— PROVIDED INFORMATION —
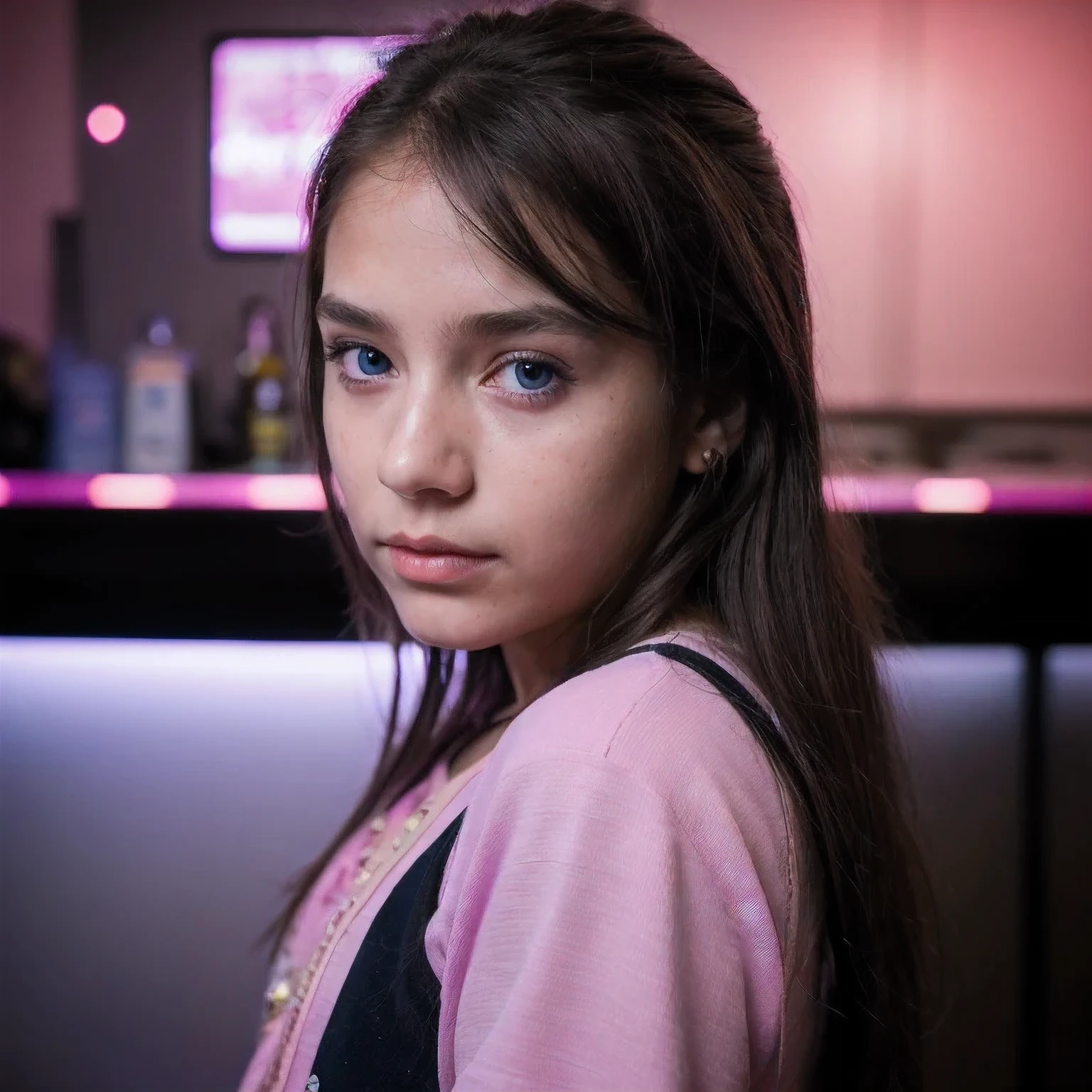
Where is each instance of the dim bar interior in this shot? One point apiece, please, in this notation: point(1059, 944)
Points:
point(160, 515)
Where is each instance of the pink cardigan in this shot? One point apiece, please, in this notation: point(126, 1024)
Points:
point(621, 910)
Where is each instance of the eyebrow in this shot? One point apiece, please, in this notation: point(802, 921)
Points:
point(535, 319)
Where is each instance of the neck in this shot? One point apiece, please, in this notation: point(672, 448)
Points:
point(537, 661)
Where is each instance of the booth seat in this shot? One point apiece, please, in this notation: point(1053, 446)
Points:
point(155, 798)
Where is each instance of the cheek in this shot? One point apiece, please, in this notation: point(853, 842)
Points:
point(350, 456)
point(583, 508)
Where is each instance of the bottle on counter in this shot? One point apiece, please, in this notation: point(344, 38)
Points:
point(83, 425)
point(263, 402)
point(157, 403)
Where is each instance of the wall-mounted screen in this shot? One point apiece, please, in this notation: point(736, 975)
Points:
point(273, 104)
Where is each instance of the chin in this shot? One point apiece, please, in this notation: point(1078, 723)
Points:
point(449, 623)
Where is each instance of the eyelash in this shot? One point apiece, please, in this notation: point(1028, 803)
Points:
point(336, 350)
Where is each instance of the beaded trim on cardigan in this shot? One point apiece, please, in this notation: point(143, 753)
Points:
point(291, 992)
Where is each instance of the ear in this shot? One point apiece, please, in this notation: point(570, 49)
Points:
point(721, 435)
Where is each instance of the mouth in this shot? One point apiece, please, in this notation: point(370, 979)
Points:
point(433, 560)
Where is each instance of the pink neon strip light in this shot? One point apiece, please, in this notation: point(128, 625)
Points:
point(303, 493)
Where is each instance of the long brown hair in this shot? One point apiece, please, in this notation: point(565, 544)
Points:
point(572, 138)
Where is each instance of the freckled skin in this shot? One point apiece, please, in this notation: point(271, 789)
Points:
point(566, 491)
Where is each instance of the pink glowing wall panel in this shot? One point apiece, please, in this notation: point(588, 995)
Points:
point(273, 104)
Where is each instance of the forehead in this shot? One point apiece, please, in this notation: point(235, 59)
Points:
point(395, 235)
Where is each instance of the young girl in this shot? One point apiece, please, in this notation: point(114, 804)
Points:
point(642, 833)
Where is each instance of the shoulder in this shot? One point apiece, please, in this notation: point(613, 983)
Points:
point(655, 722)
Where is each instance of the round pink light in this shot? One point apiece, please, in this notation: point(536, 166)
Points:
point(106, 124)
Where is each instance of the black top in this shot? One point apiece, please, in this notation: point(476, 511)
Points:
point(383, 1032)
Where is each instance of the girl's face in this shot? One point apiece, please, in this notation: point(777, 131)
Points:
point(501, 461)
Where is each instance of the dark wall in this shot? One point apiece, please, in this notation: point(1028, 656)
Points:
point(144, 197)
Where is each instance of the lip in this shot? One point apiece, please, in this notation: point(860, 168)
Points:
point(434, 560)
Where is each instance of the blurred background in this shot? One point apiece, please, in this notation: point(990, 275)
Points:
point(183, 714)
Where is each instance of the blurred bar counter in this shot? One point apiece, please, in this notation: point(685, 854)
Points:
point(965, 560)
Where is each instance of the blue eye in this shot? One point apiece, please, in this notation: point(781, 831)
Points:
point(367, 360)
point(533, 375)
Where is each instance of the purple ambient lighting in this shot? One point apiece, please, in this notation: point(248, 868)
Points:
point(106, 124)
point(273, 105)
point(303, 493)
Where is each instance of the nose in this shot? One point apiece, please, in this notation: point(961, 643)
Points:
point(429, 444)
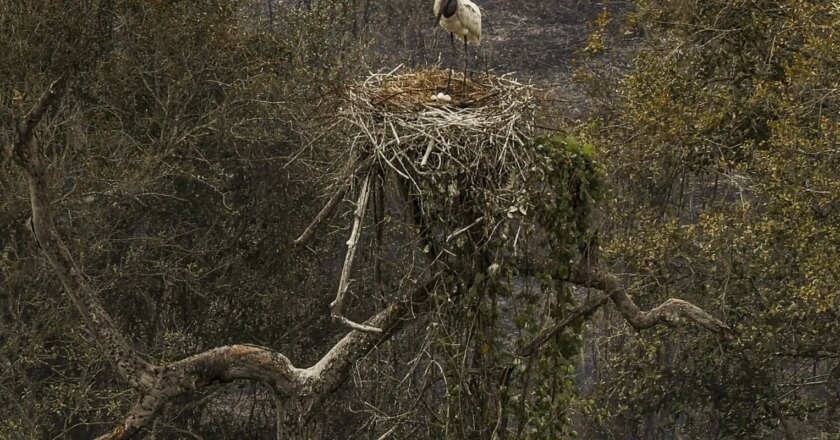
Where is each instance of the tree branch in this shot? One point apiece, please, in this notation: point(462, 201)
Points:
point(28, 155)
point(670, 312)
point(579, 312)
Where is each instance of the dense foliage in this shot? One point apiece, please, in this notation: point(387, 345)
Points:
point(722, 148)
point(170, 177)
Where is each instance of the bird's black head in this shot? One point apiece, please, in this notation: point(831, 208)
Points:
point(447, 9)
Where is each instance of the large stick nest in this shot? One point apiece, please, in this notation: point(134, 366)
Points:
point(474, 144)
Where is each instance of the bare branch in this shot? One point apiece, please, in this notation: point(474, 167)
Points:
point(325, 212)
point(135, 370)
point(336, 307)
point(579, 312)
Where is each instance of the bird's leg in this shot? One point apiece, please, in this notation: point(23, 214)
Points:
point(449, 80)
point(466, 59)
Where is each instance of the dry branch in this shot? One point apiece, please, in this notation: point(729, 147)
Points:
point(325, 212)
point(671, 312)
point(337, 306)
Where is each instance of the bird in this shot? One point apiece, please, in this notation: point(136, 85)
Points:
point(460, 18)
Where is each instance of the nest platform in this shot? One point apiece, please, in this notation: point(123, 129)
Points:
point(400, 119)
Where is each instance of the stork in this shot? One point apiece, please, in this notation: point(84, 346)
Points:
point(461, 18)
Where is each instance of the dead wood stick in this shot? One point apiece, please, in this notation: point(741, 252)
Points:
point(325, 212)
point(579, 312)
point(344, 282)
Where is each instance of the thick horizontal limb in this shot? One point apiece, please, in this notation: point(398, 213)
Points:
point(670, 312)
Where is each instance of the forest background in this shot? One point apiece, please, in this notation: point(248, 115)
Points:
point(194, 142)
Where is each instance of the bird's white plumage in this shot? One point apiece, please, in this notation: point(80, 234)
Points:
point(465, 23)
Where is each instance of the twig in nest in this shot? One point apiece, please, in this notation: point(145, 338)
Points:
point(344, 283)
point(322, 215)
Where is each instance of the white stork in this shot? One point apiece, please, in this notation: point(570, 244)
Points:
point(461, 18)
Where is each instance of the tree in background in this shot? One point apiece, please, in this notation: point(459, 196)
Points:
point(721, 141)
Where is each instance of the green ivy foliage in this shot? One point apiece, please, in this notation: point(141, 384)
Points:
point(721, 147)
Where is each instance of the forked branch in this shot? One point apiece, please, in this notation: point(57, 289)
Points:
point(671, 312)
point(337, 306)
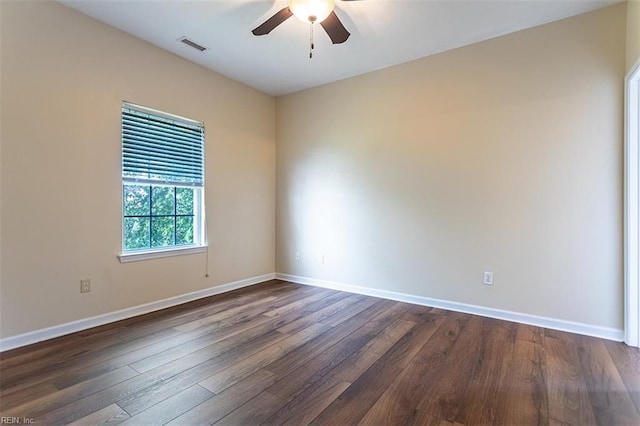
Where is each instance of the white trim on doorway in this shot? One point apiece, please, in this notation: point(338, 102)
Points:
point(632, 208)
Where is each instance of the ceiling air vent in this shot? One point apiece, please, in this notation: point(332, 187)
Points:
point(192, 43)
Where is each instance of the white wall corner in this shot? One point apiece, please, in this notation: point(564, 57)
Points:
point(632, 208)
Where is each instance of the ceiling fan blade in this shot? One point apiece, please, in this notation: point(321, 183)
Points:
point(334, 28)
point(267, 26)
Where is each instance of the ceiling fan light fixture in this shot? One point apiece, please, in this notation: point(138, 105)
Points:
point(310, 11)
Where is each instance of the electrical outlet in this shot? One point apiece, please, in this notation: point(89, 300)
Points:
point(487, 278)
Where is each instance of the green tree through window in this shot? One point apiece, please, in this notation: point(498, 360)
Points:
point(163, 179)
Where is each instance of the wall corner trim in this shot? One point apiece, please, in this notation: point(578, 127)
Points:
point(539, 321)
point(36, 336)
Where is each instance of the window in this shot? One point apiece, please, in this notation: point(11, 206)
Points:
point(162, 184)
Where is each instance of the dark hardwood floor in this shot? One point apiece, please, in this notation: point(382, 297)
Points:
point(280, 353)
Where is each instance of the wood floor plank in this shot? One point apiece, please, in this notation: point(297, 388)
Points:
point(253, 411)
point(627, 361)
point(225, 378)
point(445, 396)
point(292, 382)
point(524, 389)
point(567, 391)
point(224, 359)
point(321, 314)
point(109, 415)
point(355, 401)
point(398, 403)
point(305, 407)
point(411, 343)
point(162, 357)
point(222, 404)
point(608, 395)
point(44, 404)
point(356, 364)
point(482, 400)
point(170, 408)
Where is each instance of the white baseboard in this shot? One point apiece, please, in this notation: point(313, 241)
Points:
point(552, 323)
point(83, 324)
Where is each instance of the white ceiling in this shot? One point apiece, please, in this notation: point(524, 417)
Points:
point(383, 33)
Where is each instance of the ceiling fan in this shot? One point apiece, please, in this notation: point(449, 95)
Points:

— GOAL OF THE EXERCISE —
Copy out the rows above, word for word, starting with the line that contains "Where is each instance of the ceiling fan in" and continuing through the last line of the rows, both ends included.

— THE COMPLETED TASK —
Where is each instance of the ceiling fan in this shot? One point apiece, please, in this notation: point(449, 95)
Points:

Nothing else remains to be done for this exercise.